__WORK INSTRUCTIONS__. Put each line of the material below into a numbered list, skipping blank lines and leaving out the pictures.

__INFORMATION GIVEN__.
* BEGIN *

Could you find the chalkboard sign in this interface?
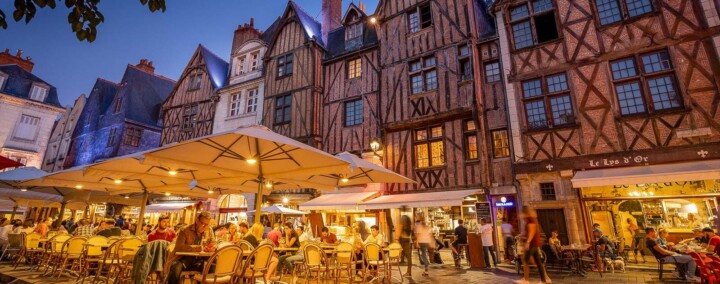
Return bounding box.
[475,202,492,224]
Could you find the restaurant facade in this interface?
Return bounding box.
[492,0,720,245]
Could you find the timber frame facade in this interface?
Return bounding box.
[375,0,512,194]
[493,0,720,243]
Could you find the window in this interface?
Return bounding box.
[245,88,258,113]
[183,104,199,131]
[410,56,437,94]
[595,0,655,25]
[13,114,40,141]
[250,52,260,72]
[230,93,242,117]
[521,73,575,129]
[540,182,557,200]
[345,99,363,126]
[510,0,559,49]
[188,74,202,91]
[348,58,362,79]
[113,97,122,113]
[414,126,445,168]
[492,130,510,158]
[610,50,682,115]
[30,85,47,102]
[106,127,117,147]
[463,120,478,160]
[123,127,142,147]
[345,23,362,41]
[235,55,245,75]
[275,94,292,124]
[485,61,500,83]
[278,53,292,78]
[408,4,432,33]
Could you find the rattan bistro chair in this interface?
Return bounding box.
[193,245,243,284]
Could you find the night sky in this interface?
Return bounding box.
[0,0,378,105]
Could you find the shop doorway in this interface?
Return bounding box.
[537,209,570,245]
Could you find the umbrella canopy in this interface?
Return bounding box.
[0,156,25,170]
[302,152,415,186]
[248,205,307,215]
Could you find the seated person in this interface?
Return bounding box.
[167,211,215,283]
[320,227,337,245]
[703,227,720,255]
[645,227,700,282]
[96,219,122,238]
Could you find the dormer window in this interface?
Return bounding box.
[30,85,47,102]
[345,23,362,41]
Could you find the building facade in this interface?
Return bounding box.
[65,59,175,168]
[493,0,720,245]
[40,94,87,172]
[0,49,63,168]
[160,44,228,145]
[213,19,273,133]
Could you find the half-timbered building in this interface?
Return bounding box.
[493,0,720,243]
[368,0,512,229]
[160,44,228,145]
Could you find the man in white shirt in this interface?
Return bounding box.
[478,218,497,268]
[363,225,385,247]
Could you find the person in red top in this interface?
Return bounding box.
[267,223,282,246]
[515,206,552,284]
[703,227,720,255]
[148,216,177,242]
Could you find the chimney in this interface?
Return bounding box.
[0,48,35,73]
[230,18,260,56]
[135,58,155,74]
[321,0,342,43]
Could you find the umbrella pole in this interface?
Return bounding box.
[135,189,150,236]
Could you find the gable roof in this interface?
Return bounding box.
[0,64,62,108]
[285,1,325,48]
[199,44,230,90]
[116,64,175,126]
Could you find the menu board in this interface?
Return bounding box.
[475,202,492,224]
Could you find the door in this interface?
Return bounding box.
[537,209,570,245]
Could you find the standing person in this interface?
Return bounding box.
[395,215,412,276]
[515,206,552,284]
[500,217,515,262]
[415,221,435,276]
[33,217,52,238]
[450,220,467,268]
[478,218,497,268]
[167,211,215,283]
[148,215,177,242]
[645,227,701,282]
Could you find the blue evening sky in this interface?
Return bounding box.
[0,0,378,105]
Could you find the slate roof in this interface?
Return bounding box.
[0,64,62,108]
[288,1,325,48]
[115,65,175,126]
[200,44,230,90]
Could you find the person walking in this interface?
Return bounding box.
[478,218,497,268]
[415,221,435,276]
[515,206,552,284]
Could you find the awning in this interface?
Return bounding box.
[359,189,482,210]
[572,160,720,187]
[300,191,378,210]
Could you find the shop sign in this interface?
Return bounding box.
[589,156,648,168]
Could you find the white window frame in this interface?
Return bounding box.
[228,92,243,117]
[13,114,40,141]
[28,84,49,102]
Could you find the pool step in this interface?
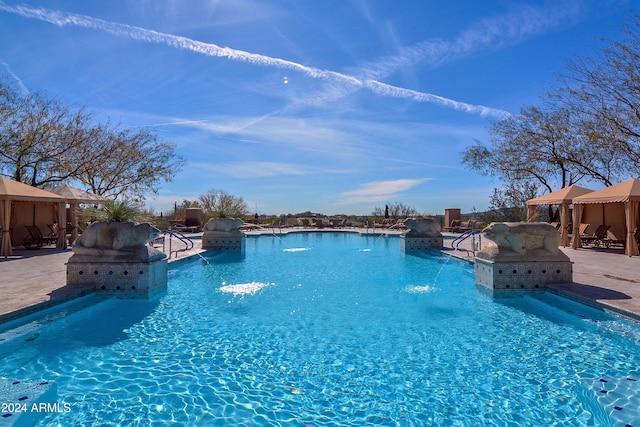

* END *

__RIGHT ANSWER__.
1. Could you find the chalkboard sign in this interface?
2. Return bounding box.
3. [475,202,492,224]
4. Could you find the restaurant facade in this interface?
5. Return bounding box.
6. [492,0,720,245]
7. Could you find the timber frame facade in this interface?
8. Return bounding box.
9. [375,0,512,194]
10. [493,0,720,243]
11. Could you find the window in this interface?
12. Return bounding box.
13. [245,88,258,113]
14. [183,104,199,131]
15. [410,56,437,94]
16. [595,0,655,25]
17. [13,114,40,141]
18. [250,52,260,72]
19. [230,93,242,117]
20. [521,73,575,129]
21. [540,182,557,200]
22. [345,99,363,126]
23. [510,0,559,49]
24. [188,74,202,91]
25. [348,58,362,79]
26. [113,97,122,113]
27. [414,126,445,168]
28. [492,130,510,158]
29. [610,50,682,115]
30. [30,85,47,102]
31. [106,127,117,147]
32. [463,120,478,160]
33. [123,127,142,147]
34. [345,23,362,41]
35. [235,55,245,75]
36. [275,94,292,124]
37. [485,61,500,83]
38. [278,53,292,78]
39. [408,4,432,33]
40. Could you find the rattan bistro chair in this interface?
41. Return bounding box.
42. [193,245,243,284]
43. Could you find the night sky in this interface?
44. Return bounding box.
45. [0,0,378,105]
46. Could you find the shop doorway in this interface?
47. Return bounding box.
48. [537,209,570,245]
49. Could you find the umbrella canopy in this interface?
50. Return bounding box.
51. [0,156,25,170]
52. [302,152,415,186]
53. [248,205,307,215]
54. Could you find the seated person in this interface?
55. Return bounding box.
56. [167,211,215,283]
57. [320,227,337,245]
58. [703,227,720,255]
59. [645,227,700,282]
60. [96,219,122,238]
61. Could you find the dormer window in this interface?
62. Return bounding box.
63. [30,85,47,102]
64. [345,23,362,41]
65. Could you find the building facade in this interface?
66. Return bounding box.
67. [65,59,175,168]
68. [493,0,720,245]
69. [40,94,87,172]
70. [0,49,63,168]
71. [160,44,228,145]
72. [213,19,273,133]
73. Could you find the half-timbered building in this interface?
74. Return bounding box.
75. [493,0,720,243]
76. [368,0,512,229]
77. [160,44,228,145]
78. Could you find the man in white shirt in this interface?
79. Return bounding box.
80. [478,218,497,268]
81. [363,225,385,247]
82. Could you find the person in red top in this interface?
83. Return bounding box.
84. [267,223,282,246]
85. [515,206,552,284]
86. [703,227,720,255]
87. [148,216,177,242]
88. Could you find the chimney in this interface?
89. Return bounding box.
90. [0,48,35,73]
91. [230,18,260,56]
92. [135,58,155,74]
93. [321,0,342,43]
94. Could you find the umbrella pole in this interface?
95. Return bounding box.
96. [135,189,150,236]
97. Could you find the gable roof in this interface?
98. Return bounding box.
99. [0,64,62,108]
100. [285,1,325,48]
101. [199,44,230,90]
102. [116,64,175,126]
103. Could you find the menu board in this interface?
104. Return bounding box.
105. [475,202,492,224]
106. Could you find the door in this interface?
107. Return bounding box.
108. [537,209,570,245]
109. Could you find the standing person in this interface?
110. Return bounding box.
111. [395,215,412,276]
112. [515,206,552,284]
113. [500,217,515,262]
114. [415,221,435,276]
115. [33,217,52,238]
116. [450,220,467,268]
117. [478,218,497,268]
118. [167,211,215,283]
119. [148,215,177,242]
120. [645,227,701,282]
121. Could you find the blue evening sky in this interface?
122. Return bounding box.
123. [0,0,378,105]
124. Could you find the slate roof in this interface?
125. Return bounding box.
126. [0,64,62,108]
127. [288,1,325,48]
128. [115,65,175,126]
129. [200,44,230,90]
130. Could you find the person walking in this interface?
131. Return bounding box.
132. [478,218,497,268]
133. [415,221,435,276]
134. [515,206,552,284]
135. Could you find the awning in this interface?
136. Return bounding box.
137. [359,189,482,210]
138. [572,160,720,187]
139. [300,191,378,210]
140. Could you find the shop sign in this interface?
141. Return bounding box.
142. [589,156,648,168]
143. Could you find the white window frame in this interface?
144. Return bounding box.
145. [228,92,243,117]
146. [13,114,40,141]
147. [28,84,49,102]
148. Could you find the pool step in this interface?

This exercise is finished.